Reading text —
-- BEGIN --
Preferable examples of the optionally substituted sulfamoyl group include a sulfamoyl group, a mono- or di-C1-6 alkyl-sulfamoyl group (e.g., methylsulfamoyl, ethylsulfamoyl, dimethylsulfamoyl, diethylsulfamoyl, N-ethyl-N-methylsulfamoyl), a mono- or di-C2-6 alkenyl-sulfamoyl group (e.g., diallylsulfamoyl), a mono- or di-C3-10 cycloalkyl-sulfamoyl group (e.g., cyclopropylsulfamoyl, cyclohexylsulfamoyl), a mono- or di-C6-14 aryl-sulfamoyl group (e.g., phenylsulfamoyl), a mono- or di-C7-16 aralkyl-sulfamoyl group (e.g., benzylsulfamoyl, phenethylsulfamoyl), a mono- or di-C1-6 alkyl-carbonyl-sulfamoyl group (e.g., acetylsulfamoyl, propionylsulfamoyl), a mono- or di-C6-14 aryl-carbonyl-sulfamoyl group (e.g., benzoylsulfamoyl) and a 5- to 14-membered aromatic heterocyclylsulfamoyl group (e.g., pyridylsulfamoyl).
In the present specification, examples of the “optionally substituted hydroxy group” include a hydroxyl group optionally having “a substituent selected from a C1-6 alkyl group, a C2-6 alkenyl group, a C3-10 cycloalkyl group, a C6-14 aryl group, a C7-16 aralkyl group, a C1-6 alkyl-carbonyl group, a C6-14 aryl-carbonyl group, a C7-16 aralkyl-carbonyl group, a 5- to 14-membered aromatic heterocyclylcarbonyl group, a 3- to 14-membered non-aromatic heterocyclylcarbonyl group, a C1-6 alkoxy-carbonyl group, a 5- to 14-membered aromatic heterocyclic group, a carbamoyl group, a mono- or di-C1-6 alkyl-carbamoyl group, a mono- or di-C7-16 aralkyl-carbamoyl group, a C1-6 alkylsulfonyl group and a C6-14 arylsulfonyl group, each of which optionally has 1 to 3 substituents selected from substituent group A”.
Preferable examples of the optionally substituted hydroxy group include a hydroxy group, a C1-6 alkoxy group, a C2-6 alkenyloxy group (e.g., allyloxy, 2 butenyloxy, 2-pentenyloxy, 3-hexenyloxy), a C3-10 cycloalkyloxy group (e.g., cyclohexyloxy), a C6-14 aryloxy group (e.g., phenoxy, naphthyloxy), a C7-16 aralkyloxy group (e.g., benzyloxy, phenethyloxy), a C1-6 alkyl-carbonyloxy group (e.g., acetyloxy, propionyloxy, butyryloxy, isobutyryloxy, pivaloyloxy), a C6-14 aryl-carbonyloxy group (e.g., benzoyloxy), a C7-16 aralkyl-carbonyloxy group (e.g., benzylcarbonyloxy), a 5- to 14-membered aromatic heterocyclylcarbonyloxy group (e.g., nicotinoyloxy), a 3- to 14-membered non-aromatic heterocyclylcarbonyloxy group (e.g., piperidinylcarbonyloxy), a C1-6 alkoxy-carbonyloxy group (e.g., tert-butoxycarbonyloxy), a 5- to 14-membered aromatic heterocyclyloxy group (e.g., pyridyloxy), a carbamoyloxy group, a C1-6 alkyl-carbamoyloxy group (e.g., methylcarbamoyloxy), a C7-16 aralkyl-carbamoyloxy group (e.g., benzylcarbamoyloxy), a C1-6 alkylsulfonyloxy group (e.g., methylsulfonyloxy, ethylsulfonyloxy) and a C6-14 arylsulfonyloxy group (e.g., phenylsulfonyloxy).
-- END --
Record excerpts —
-- BEGIN --
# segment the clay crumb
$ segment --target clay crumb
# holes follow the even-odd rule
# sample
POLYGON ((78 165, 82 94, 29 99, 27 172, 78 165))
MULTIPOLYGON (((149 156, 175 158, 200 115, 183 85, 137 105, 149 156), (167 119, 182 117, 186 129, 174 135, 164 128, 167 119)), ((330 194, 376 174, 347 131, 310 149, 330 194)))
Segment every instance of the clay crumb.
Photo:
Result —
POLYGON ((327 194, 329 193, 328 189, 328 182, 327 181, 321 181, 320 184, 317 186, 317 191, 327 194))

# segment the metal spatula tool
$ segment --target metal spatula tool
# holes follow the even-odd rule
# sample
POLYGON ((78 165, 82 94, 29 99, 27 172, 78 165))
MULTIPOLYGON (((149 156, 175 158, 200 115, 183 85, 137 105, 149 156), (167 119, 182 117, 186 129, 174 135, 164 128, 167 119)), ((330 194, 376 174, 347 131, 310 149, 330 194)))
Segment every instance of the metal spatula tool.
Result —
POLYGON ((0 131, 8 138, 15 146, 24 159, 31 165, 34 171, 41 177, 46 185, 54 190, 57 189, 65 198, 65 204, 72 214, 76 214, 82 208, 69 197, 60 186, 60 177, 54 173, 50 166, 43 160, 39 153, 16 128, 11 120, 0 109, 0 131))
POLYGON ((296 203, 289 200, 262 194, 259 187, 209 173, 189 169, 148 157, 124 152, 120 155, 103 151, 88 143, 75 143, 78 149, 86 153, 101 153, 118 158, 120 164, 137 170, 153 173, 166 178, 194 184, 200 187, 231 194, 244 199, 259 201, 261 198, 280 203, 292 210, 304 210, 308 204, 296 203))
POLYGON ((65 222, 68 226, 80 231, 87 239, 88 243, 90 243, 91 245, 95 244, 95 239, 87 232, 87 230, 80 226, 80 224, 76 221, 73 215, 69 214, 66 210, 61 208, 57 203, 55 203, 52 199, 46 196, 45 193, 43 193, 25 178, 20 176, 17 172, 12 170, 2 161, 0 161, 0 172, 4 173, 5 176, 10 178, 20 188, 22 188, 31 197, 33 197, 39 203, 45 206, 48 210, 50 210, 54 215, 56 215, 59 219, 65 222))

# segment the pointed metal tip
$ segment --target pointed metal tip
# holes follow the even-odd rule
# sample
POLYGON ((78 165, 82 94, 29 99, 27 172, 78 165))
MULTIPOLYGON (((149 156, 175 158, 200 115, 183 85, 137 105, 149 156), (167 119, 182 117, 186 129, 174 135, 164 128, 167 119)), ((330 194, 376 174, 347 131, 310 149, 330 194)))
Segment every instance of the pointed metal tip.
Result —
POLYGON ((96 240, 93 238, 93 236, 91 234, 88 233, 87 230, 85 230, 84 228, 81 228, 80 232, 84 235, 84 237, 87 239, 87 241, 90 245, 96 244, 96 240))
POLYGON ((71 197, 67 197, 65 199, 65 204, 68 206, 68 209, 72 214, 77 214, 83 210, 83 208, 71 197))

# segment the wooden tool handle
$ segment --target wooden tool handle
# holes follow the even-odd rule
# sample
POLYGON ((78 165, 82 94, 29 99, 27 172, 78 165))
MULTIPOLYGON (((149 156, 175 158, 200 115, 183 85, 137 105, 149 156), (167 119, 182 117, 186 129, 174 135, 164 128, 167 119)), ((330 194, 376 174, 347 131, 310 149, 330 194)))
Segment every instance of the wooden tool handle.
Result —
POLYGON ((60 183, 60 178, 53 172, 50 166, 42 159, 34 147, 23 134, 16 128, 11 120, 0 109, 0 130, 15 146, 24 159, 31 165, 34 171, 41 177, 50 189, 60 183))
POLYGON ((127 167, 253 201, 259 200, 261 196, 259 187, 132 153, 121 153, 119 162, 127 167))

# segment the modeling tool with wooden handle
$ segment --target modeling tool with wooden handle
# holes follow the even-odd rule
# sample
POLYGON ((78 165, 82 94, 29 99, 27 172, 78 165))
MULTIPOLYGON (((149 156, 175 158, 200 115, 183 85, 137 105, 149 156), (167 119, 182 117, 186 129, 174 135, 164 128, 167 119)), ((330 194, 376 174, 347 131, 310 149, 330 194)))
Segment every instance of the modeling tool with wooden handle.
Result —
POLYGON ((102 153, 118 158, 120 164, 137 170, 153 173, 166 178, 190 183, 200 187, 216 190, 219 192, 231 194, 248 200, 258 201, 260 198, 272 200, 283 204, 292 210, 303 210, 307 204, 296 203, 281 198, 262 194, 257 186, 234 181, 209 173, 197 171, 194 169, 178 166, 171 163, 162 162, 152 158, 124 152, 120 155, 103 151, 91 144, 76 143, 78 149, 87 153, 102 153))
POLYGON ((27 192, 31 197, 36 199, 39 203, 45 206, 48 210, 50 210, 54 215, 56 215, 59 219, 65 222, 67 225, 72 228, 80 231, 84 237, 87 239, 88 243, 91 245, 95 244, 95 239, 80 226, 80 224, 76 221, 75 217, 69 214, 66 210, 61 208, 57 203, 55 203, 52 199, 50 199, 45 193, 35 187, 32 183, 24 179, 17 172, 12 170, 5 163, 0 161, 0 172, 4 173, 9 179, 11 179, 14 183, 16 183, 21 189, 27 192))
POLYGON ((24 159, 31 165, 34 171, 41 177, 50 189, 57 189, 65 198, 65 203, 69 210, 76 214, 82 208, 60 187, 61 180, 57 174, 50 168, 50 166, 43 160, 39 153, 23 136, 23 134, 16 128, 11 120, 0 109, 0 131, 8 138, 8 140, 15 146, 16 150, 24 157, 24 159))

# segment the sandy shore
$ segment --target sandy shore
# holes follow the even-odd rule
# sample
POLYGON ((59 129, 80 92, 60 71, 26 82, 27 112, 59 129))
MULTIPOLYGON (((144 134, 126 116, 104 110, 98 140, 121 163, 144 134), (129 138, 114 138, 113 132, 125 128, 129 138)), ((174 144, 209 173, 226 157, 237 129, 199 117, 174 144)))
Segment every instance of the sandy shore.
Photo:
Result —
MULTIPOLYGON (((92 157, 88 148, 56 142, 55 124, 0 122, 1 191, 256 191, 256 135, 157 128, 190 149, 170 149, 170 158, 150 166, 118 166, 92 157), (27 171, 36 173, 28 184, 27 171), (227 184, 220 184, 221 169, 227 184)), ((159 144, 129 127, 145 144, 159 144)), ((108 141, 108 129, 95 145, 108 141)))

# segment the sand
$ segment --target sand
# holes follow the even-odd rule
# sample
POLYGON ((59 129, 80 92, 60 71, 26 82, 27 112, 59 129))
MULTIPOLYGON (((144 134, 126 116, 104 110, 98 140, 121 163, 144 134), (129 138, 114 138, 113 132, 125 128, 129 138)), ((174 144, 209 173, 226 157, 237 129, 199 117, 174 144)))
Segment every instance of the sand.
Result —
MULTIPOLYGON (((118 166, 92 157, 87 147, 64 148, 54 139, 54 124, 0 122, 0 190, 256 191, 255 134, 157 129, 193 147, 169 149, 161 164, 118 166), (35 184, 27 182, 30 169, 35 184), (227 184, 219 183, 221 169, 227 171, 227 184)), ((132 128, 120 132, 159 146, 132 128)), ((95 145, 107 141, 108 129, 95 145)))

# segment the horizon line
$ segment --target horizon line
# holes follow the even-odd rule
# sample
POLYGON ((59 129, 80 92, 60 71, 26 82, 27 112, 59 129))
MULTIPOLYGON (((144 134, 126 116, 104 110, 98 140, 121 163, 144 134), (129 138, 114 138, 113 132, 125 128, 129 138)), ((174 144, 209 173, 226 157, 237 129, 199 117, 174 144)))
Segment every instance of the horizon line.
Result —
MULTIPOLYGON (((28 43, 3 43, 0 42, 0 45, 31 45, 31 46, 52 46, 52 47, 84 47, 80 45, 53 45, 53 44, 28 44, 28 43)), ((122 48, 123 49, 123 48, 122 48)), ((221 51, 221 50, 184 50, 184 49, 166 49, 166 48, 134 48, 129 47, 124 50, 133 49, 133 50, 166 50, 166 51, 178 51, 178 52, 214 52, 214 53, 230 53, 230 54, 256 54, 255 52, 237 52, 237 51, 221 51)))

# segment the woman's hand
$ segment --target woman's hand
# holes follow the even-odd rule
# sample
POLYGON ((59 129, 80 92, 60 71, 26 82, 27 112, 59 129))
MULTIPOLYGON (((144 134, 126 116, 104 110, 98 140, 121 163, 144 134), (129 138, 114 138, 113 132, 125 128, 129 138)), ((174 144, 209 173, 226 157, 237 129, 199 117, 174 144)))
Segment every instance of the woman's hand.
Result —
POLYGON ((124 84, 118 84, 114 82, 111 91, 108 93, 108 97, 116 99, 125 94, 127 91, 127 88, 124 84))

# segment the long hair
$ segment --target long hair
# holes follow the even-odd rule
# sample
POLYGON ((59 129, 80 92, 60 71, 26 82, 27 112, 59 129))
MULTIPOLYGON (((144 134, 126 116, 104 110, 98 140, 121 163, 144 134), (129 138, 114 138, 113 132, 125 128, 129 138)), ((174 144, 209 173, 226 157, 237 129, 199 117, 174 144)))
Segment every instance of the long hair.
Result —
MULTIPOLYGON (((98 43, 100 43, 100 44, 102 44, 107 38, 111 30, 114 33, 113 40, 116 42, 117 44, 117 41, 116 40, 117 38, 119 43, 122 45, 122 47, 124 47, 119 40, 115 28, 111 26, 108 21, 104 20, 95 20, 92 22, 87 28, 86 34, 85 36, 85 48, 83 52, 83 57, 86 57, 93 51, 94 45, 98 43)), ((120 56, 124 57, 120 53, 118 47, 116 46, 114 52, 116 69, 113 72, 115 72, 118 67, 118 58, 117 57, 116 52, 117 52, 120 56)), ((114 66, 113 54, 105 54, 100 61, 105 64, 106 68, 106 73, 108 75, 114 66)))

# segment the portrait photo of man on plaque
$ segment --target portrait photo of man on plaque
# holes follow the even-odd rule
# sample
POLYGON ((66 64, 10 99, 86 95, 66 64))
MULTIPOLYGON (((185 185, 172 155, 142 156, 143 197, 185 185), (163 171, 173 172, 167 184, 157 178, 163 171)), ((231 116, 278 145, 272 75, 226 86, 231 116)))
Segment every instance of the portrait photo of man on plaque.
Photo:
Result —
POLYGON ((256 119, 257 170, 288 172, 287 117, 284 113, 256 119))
-- END --
What you will do — Continue the passage on optionally substituted chemical groups from its last sentence. The records play no part in this work.

Output for this exercise —
In the present specification, examples of the “optionally substituted sulfanyl group” include a sulfanyl group optionally having “a substituent selected from a C1-6 alkyl group, a C2-6 alkenyl group, a C3-10 cycloalkyl group, a C6-14 aryl group, a C7-16 aralkyl group, a C1-6 alkyl-carbonyl group, a C6-14 aryl-carbonyl group and a 5- to 14-membered aromatic heterocyclic group, each of which optionally has 1 to 3 substituents selected from substituent group A” and a halogenated sulfanyl group.
Preferable examples of the optionally substituted sulfanyl group include a sulfanyl (—SH) group, a C1-6 alkylthio group, a C2-6 alkenylthio group (e.g., allylthio, 2-butenylthio, 2-pentenylthio, 3-hexenylthio), a C3-10 cycloalkylthio group (e.g., cyclohexylthio), a C6-14 arylthio group (e.g., phenylthio, naphthylthio), a C7-16 aralkylthio group (e.g., benzylthio, phenethylthio), a C1-6 alkyl-carbonylthio group (e.g., acetylthio, propionylthio, butyrylthio, isobutyrylthio, pivaloylthio), a C6-14 aryl-carbonylthio group (e.g., benzoylthio), a 5- to 14-membered aromatic heterocyclylthio group (e.g., pyridylthio) and a halogenated thio group (e.g., pentafluorothio).
In the present specification, examples of the “optionally substituted silyl group” include a silyl group optionally having “1 to 3 substituents selected from a C1-6 alkyl group, a C2-6 alkenyl group, a C3-10 cycloalkyl group, a C6-14 aryl group and a C7-16 aralkyl group, each of which optionally has 1 to 3 substituents selected from substituent group A”.
Preferable examples of the optionally substituted silyl group include a tri-C1-6 alkylsilyl group (e.g., trimethylsilyl, tert-butyl(dimethyl)silyl).
In the present specification, examples of the “Cm alkylene group” include —CH2—, —(CH2)2—, —(CH2)3—, —(CH2)4—, —(CH2)5)—, —(CH2)6—, —CH(CH3)—, —C(CH3)2—, —CH(C2H5)—, —CH(C3H7)—, —CH(CH(CH3)2)—, —(CH(CH3))2—, —CH2—CH(CH3)—, —CH(CH3)—CH2—, —CH2—CH2—C(CH3)2—, —C(CH3)2—CH2—CH2—, —CH2—CH2—CH2—C(CH3)2— and —C(CH3)2—CH2—CH2—CH2—.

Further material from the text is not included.